GOAL OF THE EXERCISE: Copy out all the entries exactly.

GIVEN RECORDS:

--------------------------------

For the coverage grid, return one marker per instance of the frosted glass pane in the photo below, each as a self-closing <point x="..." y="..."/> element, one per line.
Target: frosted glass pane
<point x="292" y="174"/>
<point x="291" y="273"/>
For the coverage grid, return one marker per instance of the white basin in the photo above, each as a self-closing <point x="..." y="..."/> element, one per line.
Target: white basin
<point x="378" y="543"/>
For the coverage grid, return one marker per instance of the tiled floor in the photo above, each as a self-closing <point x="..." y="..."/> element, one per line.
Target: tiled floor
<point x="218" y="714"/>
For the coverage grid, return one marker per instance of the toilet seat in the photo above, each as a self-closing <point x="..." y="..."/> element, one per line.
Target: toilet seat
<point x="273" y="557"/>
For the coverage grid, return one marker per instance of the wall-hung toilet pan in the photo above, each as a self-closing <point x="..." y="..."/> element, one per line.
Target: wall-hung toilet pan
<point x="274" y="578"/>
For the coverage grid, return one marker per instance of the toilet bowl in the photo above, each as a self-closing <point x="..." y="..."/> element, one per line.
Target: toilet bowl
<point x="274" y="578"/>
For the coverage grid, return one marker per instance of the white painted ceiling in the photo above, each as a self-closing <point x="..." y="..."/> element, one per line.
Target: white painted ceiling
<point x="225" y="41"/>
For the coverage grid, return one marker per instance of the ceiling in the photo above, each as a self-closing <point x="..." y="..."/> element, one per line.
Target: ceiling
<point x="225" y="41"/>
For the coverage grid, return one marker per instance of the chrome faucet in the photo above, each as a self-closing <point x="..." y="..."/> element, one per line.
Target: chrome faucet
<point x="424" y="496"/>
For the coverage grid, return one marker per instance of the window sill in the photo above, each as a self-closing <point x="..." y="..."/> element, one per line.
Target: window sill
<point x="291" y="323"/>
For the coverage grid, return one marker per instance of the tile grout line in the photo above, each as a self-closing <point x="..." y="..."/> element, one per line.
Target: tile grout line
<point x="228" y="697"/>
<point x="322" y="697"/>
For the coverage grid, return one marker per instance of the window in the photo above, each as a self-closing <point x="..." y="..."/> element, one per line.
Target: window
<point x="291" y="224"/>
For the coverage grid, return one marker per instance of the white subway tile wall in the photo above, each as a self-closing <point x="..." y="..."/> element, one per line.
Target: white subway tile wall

--------------------------------

TASK SOLUTION:
For the coverage grid, return one marker per instance of the frosted glass pane in the photo below, each as a self-closing <point x="..." y="..."/> element, one per line.
Target: frosted glass pane
<point x="292" y="174"/>
<point x="291" y="273"/>
For the coverage grid, return one marker per instance of the white basin in the photo above, each as a self-closing <point x="..." y="..."/> element, one per line.
Target: white basin
<point x="378" y="543"/>
For the coverage grid, return one marker per instance of the tiled floor in the photo above, each as a self-closing <point x="..." y="..."/> element, one per line.
Target: tiled floor
<point x="218" y="714"/>
For the coverage grid, return one marker per instance of the toilet seat in the photo above, each as a self-closing <point x="..." y="..."/> element, one per line.
Target: toilet seat
<point x="273" y="557"/>
For the coverage grid, return one marker per instance of the wall-hung toilet pan in the photo above, each as a self-closing <point x="..." y="..."/> element, one per line.
Target: wall-hung toilet pan
<point x="274" y="578"/>
For the coverage grid, return one marker per instance of the toilet bowl in the photo above, each as a self-closing <point x="..." y="..."/> element, one per line.
Target: toilet bowl
<point x="274" y="578"/>
For the coverage grid, return one marker per instance of the white painted ceiling in the photo above, each as a self-closing <point x="..." y="..."/> element, one per line.
Target: white painted ceiling
<point x="225" y="41"/>
For the coverage grid, return one marker per instance of the ceiling in the photo above, each as a self-closing <point x="..." y="..."/> element, one per line.
Target: ceiling
<point x="225" y="41"/>
For the coverage grid, return one marker per instance of the chrome faucet in the photo above, each as a self-closing <point x="..." y="..."/> element, one per line.
Target: chrome faucet
<point x="424" y="496"/>
For the coverage grid, return one marker per instance of the window sill in the photo above, each as a self-closing <point x="..." y="..."/> element, one per line.
Target: window sill
<point x="291" y="323"/>
For the coverage grid, return one marker per instance of the tile grout line in the photo above, each as a self-closing <point x="..." y="..."/> element, one per line.
Target: tile grout line
<point x="228" y="697"/>
<point x="322" y="697"/>
For the coverage grid, return one marker per instance of the window in the photo above, each as a self-closing <point x="..." y="..."/> element, one per line.
Target: window
<point x="291" y="224"/>
For the coverage grid, return one marker per instance of the white subway tile wall in the photo above, each as a self-closing <point x="..." y="..."/> element, one per line.
Target: white subway tile wall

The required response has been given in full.